▸ Exercise objective:
Rename "marker" to "pin" throughout the stretch from the line containing "of the cloud" through the line containing "x=311, y=258", and return only those lines with nothing else changed.
--- START Data in this exercise ---
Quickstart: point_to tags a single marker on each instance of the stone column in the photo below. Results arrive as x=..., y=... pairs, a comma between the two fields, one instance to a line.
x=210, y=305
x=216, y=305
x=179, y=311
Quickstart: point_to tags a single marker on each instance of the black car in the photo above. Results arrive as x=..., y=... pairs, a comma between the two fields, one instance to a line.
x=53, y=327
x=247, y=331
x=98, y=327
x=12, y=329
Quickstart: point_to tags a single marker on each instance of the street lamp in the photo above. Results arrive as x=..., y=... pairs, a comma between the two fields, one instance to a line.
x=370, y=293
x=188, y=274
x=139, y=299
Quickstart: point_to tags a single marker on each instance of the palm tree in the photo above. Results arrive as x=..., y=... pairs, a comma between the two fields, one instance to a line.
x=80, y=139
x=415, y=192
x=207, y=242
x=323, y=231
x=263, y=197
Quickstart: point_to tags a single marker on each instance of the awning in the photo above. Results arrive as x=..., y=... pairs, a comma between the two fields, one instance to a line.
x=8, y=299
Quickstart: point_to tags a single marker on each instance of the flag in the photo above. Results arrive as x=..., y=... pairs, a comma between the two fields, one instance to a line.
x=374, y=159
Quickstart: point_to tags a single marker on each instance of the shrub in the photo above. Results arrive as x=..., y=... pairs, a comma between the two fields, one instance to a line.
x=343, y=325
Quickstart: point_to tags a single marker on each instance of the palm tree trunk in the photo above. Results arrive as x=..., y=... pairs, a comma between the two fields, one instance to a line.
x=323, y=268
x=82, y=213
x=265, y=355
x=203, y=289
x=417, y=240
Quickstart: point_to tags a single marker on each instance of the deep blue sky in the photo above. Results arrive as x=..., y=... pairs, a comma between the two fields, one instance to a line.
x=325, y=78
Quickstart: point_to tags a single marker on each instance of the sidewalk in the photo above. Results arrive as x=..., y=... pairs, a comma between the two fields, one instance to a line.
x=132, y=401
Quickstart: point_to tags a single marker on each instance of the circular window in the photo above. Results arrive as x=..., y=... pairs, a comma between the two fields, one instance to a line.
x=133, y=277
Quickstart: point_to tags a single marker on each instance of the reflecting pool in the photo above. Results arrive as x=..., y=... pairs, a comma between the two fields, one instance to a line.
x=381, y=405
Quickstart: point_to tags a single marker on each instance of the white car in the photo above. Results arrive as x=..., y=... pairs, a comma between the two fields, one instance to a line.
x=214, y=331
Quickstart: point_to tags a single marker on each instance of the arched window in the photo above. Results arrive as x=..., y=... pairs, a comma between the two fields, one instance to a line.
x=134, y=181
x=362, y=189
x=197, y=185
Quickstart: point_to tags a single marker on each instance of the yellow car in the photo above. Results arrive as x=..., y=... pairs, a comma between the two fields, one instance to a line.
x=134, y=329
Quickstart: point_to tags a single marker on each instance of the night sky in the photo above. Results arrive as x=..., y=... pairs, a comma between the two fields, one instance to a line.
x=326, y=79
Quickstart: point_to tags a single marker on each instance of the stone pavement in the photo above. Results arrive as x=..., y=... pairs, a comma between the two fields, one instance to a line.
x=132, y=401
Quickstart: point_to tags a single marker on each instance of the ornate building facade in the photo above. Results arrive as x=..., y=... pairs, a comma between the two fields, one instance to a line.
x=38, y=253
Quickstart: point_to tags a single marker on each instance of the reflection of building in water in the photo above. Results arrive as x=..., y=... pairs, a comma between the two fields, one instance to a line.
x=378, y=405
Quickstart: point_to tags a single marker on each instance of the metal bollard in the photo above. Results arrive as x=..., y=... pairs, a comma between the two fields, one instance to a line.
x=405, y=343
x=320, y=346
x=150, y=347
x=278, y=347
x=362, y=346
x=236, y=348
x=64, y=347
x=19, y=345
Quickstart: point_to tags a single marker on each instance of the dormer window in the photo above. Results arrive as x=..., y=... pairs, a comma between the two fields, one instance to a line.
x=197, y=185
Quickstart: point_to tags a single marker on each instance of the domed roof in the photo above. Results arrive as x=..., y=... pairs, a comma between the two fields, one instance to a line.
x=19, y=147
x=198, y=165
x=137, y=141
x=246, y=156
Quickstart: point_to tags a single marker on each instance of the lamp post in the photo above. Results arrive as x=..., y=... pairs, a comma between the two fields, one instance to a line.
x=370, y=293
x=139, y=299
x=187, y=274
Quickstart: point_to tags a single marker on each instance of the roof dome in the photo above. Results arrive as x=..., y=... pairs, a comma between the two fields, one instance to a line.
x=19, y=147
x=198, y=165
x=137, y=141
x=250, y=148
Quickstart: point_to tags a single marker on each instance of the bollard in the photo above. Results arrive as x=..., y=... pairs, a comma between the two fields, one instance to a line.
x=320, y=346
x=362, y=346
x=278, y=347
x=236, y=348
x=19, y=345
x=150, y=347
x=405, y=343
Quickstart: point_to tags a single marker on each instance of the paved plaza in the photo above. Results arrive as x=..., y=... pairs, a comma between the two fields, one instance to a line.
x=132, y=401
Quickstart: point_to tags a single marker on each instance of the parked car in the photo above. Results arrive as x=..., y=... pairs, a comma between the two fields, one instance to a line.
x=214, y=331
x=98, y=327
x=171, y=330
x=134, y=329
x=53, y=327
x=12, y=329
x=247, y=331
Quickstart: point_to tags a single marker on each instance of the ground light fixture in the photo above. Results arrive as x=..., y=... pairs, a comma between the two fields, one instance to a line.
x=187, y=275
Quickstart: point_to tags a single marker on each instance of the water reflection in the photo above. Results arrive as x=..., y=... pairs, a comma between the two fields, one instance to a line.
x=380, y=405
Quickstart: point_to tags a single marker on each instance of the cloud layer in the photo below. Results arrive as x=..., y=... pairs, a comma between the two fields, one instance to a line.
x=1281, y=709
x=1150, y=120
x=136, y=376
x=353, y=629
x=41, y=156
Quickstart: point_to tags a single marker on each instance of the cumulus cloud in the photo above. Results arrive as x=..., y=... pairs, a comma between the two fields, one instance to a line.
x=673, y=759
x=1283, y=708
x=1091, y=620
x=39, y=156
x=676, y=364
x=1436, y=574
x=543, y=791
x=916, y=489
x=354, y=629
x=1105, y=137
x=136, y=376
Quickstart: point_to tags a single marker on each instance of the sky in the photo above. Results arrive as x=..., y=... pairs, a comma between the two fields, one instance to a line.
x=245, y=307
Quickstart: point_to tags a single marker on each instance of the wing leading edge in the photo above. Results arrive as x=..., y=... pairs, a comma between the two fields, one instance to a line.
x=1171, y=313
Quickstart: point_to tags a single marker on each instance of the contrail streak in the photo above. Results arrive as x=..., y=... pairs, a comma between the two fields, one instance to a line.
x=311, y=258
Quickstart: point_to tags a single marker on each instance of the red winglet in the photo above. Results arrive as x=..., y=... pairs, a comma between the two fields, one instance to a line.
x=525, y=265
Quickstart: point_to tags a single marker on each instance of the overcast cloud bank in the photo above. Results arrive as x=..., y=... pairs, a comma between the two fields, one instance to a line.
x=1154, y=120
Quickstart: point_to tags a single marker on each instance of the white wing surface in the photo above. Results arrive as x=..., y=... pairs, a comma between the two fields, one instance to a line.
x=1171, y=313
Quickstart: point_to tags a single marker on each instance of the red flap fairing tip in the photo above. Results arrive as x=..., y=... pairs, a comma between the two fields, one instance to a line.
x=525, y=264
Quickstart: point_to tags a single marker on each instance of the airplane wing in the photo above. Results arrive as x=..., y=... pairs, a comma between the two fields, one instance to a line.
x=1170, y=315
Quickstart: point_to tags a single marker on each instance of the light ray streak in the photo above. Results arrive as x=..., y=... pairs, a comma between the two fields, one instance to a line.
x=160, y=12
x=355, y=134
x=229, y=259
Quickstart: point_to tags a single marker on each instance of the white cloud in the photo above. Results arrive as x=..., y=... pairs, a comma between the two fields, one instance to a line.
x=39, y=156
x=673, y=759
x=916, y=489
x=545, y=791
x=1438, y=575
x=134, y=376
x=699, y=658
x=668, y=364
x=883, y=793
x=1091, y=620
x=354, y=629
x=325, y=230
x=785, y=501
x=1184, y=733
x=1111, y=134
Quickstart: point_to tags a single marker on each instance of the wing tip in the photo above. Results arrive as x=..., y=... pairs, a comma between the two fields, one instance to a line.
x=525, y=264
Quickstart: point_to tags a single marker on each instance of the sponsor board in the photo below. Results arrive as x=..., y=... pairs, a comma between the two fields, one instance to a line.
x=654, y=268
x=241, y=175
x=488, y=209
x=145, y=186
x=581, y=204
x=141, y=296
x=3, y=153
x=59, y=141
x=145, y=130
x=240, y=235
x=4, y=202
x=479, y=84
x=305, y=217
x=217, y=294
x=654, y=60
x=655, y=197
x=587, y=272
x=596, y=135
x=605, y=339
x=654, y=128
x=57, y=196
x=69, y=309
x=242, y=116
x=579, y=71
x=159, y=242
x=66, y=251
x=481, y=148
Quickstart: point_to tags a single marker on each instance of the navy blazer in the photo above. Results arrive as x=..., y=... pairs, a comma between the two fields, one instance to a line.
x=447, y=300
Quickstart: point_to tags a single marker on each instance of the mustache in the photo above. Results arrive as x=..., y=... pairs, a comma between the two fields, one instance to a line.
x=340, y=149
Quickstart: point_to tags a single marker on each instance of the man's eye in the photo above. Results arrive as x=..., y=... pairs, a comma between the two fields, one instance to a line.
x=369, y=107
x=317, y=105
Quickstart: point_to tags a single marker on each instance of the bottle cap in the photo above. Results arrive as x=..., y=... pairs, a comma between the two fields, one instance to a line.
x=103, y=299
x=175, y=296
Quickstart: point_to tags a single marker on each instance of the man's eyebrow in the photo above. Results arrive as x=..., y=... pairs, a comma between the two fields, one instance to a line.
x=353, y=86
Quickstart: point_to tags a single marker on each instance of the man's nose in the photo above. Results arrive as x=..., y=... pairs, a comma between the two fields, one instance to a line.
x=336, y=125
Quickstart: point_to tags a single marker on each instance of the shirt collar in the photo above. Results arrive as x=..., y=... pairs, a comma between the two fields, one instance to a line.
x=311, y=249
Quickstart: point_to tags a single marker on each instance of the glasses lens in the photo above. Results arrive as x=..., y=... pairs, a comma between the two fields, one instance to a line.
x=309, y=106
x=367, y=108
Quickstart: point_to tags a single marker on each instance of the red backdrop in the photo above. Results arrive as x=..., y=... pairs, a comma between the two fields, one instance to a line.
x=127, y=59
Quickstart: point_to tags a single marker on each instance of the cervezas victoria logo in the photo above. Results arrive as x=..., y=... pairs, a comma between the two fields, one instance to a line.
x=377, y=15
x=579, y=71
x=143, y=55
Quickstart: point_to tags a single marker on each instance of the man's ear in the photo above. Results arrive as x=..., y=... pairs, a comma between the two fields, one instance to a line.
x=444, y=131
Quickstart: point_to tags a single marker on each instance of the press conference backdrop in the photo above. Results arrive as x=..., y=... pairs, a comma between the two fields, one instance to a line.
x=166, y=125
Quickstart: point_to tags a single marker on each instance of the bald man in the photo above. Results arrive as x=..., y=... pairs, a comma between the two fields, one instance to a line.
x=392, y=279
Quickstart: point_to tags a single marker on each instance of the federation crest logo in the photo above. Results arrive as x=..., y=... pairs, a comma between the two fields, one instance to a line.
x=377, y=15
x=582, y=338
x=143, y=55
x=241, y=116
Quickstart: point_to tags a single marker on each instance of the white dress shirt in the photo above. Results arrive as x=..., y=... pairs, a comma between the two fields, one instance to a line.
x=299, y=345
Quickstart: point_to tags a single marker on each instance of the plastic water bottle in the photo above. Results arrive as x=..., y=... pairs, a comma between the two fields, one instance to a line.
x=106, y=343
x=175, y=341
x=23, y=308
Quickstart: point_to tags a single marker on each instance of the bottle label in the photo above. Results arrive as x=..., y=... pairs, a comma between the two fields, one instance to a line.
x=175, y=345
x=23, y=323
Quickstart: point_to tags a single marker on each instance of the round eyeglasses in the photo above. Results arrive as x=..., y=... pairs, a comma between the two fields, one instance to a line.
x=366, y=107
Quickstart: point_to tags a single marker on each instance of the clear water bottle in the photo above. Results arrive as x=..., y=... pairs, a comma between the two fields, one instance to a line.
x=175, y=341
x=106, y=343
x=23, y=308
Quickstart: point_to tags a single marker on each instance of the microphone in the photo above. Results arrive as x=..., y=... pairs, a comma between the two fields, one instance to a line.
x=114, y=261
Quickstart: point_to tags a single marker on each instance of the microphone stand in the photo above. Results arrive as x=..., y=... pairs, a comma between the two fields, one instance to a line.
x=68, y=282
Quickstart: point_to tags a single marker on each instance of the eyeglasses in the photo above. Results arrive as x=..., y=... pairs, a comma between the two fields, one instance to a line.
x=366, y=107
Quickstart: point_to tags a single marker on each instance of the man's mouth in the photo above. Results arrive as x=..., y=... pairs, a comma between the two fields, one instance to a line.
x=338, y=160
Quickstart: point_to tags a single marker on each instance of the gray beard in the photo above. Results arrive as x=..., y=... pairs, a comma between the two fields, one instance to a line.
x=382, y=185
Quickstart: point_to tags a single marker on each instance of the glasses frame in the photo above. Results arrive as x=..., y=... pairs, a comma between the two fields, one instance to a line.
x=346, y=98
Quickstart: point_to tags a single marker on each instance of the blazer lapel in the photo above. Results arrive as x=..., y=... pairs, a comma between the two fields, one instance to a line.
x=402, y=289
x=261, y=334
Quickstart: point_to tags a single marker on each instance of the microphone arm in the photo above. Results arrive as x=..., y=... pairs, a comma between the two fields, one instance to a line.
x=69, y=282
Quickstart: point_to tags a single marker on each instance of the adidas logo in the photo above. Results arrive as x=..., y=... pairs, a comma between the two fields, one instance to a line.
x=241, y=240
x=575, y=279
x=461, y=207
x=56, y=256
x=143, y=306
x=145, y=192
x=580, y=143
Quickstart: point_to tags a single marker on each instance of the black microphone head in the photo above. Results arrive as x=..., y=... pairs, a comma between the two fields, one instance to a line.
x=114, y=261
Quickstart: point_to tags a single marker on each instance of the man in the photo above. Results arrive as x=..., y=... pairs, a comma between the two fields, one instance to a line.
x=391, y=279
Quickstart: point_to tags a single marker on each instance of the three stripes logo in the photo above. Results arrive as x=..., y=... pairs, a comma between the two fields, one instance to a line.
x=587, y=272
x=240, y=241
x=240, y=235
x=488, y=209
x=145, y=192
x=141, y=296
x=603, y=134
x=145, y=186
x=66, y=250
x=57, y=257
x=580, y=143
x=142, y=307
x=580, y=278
--- END Data in this exercise ---
▸ Correct output:
Quickstart: point_to tags a single pin on each instance of the cloud layer in the photo below. Results arrive as x=..., y=... pairs, a comma between the two fields, one instance to a line.
x=1281, y=709
x=1150, y=120
x=136, y=376
x=353, y=629
x=41, y=156
Quickstart: point_to tags a single pin on each instance of the cumulus cloud in the photo above. Results arrive as x=..., y=... pairs, a comma between the two fields, one instance to a line.
x=673, y=759
x=1283, y=708
x=1091, y=620
x=39, y=156
x=676, y=364
x=1436, y=574
x=543, y=791
x=916, y=489
x=354, y=629
x=1105, y=137
x=136, y=376
Quickstart: point_to tags a single pin on each instance of the sky in the photo above. Results arrive as x=..., y=... pairs, a comma between the two fields, one instance to a line.
x=245, y=307
Quickstart: point_to tags a single pin on each instance of the wing leading edge in the photo above. Results arrive as x=..., y=... pairs, a comma between the two fields, one instance to a line.
x=1171, y=313
Quickstart: point_to tags a single pin on each instance of the contrail streak in the photo above. Results arrive as x=..., y=... pairs, a comma between the two fields, one instance to a line.
x=311, y=258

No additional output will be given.